To do: Can you reproduce, character for character, the rows from the very first line through the line containing "M38 159L39 161L36", with both of those lines included?

Material provided:
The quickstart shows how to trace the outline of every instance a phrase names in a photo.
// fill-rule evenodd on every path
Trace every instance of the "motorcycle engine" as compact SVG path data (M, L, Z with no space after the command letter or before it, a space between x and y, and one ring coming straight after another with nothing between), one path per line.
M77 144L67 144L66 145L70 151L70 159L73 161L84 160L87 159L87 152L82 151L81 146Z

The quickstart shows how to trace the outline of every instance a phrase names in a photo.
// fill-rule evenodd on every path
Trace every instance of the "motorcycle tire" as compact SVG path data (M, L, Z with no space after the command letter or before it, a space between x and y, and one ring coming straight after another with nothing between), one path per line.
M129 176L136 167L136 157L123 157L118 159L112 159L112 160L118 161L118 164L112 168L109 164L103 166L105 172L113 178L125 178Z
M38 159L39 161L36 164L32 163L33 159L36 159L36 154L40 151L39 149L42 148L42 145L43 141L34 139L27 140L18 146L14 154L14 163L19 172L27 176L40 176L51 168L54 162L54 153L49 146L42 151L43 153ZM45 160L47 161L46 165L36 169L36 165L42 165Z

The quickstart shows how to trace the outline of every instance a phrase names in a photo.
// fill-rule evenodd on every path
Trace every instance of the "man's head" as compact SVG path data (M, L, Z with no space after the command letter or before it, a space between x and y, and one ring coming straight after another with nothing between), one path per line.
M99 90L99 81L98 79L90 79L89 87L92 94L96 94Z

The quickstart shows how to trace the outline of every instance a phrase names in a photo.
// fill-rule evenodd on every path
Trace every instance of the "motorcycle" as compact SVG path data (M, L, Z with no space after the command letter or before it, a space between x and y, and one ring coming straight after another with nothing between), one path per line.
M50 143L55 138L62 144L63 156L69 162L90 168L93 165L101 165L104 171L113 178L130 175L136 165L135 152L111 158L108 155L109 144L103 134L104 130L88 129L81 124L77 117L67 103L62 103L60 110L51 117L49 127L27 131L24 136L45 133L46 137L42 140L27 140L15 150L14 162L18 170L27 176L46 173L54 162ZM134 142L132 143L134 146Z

Result for this exercise:
The quickstart shows how to trace the outline of every instance a phrase names in a photo.
// fill-rule evenodd on every path
Trace every instance of the "motorcycle engine" as compact SVG path data (M, L, Z with no space after the command letter or before it, a space between x and y, and one ring coming straight after another with nothing between), one path per line.
M77 144L67 144L66 145L70 151L70 159L73 161L84 160L87 159L87 152L82 151L81 146Z

The quickstart shows how to trace the outline of every instance a phrase names in a photo.
// fill-rule evenodd on every path
Trace every instance of the "motorcycle tire" as compact SVG path data (M, L, Z with no space after the command letter or before it, a space between x and y, and one ring coming straight after another with nothing between), one path per line.
M129 176L136 167L136 157L123 157L118 159L112 159L112 160L118 161L118 164L112 168L109 164L103 166L105 172L113 178L125 178Z
M38 159L39 161L36 164L32 163L33 159L36 159L36 154L40 151L39 149L42 148L42 145L43 141L34 139L27 140L18 146L14 154L14 163L19 172L27 176L40 176L51 168L54 162L54 153L49 146L42 151L43 153ZM45 160L47 161L46 165L36 169L36 165L42 165Z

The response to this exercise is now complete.